=== Work request ===
Pick out the lines below that contain the string "rink" and copy them all.

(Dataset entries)

--

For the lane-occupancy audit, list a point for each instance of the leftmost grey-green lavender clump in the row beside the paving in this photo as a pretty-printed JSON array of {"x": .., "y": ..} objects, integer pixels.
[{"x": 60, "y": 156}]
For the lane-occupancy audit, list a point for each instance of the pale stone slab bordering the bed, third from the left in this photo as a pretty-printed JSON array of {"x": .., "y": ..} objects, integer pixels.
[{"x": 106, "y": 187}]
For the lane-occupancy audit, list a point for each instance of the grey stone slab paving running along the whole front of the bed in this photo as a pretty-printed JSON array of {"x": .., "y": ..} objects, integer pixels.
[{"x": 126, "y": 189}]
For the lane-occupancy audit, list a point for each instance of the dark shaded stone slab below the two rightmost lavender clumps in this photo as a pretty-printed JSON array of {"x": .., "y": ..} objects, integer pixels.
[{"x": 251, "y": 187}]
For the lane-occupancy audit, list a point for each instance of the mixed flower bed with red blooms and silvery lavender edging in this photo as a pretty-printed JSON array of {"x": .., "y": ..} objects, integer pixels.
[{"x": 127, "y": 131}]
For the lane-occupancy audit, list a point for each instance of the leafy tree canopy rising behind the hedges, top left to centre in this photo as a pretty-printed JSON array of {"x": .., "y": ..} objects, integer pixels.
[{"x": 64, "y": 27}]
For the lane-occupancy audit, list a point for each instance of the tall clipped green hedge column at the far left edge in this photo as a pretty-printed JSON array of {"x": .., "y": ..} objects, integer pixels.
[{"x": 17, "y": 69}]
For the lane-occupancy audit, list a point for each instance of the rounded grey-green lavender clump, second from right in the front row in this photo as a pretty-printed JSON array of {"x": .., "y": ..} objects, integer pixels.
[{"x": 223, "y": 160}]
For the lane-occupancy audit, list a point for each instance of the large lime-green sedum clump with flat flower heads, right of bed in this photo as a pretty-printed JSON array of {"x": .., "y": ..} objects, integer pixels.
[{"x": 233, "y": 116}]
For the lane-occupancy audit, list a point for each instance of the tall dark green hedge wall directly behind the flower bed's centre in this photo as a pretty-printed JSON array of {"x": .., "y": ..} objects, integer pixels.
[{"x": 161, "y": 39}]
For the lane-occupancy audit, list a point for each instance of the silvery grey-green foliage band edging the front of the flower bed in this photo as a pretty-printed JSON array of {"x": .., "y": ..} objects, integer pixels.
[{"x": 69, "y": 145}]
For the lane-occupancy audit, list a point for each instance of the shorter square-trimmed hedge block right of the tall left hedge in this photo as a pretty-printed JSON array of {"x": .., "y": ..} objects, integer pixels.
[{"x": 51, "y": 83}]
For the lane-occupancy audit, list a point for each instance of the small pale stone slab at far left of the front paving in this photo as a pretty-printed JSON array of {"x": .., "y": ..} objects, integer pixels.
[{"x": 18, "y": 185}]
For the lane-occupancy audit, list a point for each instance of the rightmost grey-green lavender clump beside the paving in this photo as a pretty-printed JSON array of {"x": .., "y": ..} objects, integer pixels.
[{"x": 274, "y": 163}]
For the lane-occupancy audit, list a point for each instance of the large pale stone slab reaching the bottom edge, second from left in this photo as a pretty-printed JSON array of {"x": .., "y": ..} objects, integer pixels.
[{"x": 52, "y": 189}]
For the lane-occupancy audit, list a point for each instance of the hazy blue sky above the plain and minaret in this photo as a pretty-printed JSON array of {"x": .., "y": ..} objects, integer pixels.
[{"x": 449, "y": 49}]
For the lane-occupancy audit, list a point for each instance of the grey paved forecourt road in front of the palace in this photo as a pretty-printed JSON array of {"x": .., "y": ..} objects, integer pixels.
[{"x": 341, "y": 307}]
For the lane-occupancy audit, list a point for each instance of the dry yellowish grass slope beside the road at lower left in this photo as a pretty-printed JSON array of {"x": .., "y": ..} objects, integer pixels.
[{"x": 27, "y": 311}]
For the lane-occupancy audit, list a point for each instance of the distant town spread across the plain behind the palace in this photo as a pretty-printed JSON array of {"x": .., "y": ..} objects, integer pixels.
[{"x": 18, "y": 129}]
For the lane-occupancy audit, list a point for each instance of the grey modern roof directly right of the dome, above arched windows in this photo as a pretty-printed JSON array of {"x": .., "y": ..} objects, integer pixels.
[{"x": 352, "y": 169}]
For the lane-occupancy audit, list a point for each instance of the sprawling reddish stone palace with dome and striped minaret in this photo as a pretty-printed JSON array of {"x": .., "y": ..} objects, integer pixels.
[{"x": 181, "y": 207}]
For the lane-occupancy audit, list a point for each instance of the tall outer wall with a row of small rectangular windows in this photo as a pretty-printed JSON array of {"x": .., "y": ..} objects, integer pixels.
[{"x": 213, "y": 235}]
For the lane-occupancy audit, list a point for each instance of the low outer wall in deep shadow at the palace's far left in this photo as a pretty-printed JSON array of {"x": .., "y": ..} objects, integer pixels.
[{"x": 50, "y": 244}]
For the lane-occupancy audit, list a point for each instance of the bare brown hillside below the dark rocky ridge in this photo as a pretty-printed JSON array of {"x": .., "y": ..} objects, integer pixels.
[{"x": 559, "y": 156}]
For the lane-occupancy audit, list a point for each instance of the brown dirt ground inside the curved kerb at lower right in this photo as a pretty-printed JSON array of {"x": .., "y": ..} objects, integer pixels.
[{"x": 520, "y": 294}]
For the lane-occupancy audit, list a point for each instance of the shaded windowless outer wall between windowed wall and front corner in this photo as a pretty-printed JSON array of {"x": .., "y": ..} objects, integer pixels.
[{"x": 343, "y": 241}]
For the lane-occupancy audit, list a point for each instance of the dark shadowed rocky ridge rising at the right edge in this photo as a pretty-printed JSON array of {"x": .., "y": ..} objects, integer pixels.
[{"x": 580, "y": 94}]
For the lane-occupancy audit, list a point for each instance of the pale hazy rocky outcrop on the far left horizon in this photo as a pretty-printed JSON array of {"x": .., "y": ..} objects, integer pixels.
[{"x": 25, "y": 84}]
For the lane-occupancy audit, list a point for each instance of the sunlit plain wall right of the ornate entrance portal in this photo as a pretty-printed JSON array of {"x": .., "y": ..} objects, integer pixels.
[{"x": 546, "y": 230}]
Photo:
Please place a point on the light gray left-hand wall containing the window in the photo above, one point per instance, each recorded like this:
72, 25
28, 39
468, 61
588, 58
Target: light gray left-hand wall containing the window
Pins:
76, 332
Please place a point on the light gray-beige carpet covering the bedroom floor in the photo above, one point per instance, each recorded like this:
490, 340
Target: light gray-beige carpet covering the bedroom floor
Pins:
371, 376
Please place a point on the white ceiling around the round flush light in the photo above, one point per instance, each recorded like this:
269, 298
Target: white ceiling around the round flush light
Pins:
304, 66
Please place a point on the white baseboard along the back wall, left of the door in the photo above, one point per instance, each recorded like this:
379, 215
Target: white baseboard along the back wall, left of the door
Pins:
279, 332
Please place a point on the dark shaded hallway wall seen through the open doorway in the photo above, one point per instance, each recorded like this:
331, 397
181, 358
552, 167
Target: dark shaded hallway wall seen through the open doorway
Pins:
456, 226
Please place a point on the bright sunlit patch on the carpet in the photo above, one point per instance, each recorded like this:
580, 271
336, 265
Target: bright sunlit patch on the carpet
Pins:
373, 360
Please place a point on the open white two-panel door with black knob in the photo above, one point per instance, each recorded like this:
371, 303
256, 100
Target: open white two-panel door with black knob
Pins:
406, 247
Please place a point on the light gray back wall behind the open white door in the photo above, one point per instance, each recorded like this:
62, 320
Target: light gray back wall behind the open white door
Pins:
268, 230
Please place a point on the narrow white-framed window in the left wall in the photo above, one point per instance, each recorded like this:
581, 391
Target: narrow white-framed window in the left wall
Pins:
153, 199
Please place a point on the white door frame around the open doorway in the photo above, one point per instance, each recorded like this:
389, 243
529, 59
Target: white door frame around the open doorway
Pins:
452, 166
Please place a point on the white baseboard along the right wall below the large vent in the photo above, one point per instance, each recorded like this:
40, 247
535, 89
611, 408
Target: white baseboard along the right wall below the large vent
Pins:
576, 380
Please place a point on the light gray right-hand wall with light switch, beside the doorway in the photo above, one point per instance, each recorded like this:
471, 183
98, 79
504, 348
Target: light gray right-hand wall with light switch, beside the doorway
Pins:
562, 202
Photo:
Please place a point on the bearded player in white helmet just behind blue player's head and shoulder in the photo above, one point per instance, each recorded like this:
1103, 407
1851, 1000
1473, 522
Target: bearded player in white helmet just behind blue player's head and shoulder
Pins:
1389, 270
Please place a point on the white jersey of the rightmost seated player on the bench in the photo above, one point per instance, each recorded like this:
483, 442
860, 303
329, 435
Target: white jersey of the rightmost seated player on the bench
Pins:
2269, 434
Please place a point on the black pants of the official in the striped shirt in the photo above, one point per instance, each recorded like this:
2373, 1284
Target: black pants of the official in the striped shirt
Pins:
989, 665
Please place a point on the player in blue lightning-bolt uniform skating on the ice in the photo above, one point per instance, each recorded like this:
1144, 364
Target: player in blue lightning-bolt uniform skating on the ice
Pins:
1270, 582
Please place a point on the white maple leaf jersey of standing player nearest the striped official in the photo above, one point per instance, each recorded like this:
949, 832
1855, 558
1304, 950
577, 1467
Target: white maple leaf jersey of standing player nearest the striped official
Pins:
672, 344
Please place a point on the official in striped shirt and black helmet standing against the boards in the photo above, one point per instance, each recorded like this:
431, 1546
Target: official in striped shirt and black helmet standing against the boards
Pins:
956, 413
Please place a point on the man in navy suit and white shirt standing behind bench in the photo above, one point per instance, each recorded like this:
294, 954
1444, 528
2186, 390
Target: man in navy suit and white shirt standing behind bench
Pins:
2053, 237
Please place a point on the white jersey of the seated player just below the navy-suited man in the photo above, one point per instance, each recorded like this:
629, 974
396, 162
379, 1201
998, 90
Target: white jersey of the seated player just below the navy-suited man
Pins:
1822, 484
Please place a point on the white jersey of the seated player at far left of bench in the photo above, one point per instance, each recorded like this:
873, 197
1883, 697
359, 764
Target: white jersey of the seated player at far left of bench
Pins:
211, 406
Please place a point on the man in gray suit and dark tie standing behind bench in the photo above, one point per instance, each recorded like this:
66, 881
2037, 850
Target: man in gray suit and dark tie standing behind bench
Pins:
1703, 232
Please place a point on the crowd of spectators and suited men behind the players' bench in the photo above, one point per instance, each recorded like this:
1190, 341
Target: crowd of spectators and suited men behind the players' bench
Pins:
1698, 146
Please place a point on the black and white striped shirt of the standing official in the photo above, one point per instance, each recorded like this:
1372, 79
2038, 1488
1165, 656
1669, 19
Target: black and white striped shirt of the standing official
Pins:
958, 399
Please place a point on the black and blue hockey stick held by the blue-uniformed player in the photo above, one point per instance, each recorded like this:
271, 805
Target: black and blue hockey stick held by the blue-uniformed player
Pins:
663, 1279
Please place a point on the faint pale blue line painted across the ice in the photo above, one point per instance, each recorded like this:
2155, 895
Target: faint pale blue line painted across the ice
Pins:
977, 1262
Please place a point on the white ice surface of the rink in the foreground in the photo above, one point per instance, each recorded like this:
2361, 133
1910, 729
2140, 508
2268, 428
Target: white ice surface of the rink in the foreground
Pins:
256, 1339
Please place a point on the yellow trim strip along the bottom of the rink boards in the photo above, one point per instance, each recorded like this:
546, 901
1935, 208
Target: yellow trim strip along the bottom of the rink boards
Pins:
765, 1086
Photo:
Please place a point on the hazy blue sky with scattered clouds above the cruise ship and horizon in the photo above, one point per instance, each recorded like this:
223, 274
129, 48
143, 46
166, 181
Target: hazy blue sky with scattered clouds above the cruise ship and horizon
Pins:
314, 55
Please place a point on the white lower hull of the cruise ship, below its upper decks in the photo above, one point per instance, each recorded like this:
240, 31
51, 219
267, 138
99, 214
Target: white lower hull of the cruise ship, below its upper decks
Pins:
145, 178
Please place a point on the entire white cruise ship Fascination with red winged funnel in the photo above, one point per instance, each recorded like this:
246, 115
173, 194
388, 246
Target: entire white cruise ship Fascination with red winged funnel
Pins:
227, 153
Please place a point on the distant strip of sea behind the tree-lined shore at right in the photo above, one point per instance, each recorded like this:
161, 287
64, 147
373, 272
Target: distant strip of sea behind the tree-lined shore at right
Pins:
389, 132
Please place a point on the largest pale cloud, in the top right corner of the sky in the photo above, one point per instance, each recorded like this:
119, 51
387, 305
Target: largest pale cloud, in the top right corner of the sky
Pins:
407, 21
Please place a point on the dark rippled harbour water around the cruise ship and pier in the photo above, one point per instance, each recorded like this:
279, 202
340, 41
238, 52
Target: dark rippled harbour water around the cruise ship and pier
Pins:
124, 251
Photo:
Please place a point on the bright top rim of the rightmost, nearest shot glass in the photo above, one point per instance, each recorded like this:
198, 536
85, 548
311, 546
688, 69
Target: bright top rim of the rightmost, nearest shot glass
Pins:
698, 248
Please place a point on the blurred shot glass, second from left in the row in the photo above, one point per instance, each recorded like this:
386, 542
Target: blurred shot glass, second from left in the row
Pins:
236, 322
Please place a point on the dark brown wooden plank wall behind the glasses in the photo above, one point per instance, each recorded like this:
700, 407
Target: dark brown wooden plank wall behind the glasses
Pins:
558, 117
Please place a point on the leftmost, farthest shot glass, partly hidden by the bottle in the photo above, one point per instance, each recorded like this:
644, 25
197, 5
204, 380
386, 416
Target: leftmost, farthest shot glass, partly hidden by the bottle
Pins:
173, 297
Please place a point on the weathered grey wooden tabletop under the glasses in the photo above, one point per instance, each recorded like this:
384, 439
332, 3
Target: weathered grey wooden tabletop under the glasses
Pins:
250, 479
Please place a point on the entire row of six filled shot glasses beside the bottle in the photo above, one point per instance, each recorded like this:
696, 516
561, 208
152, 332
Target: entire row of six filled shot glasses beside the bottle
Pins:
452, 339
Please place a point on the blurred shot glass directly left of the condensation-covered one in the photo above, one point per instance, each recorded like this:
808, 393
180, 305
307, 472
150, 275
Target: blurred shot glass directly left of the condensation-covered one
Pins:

--

=== Exercise solution ===
Please place a point on the white ice surface of the rink in the foreground in the photo above, one point per instance, each recorded like this:
Target: white ice surface of the rink in the foreground
Please place a point on the yellow trim strip along the bottom of the rink boards in the photo above, one point per instance, each recorded like this:
Target: yellow trim strip along the bottom of the rink boards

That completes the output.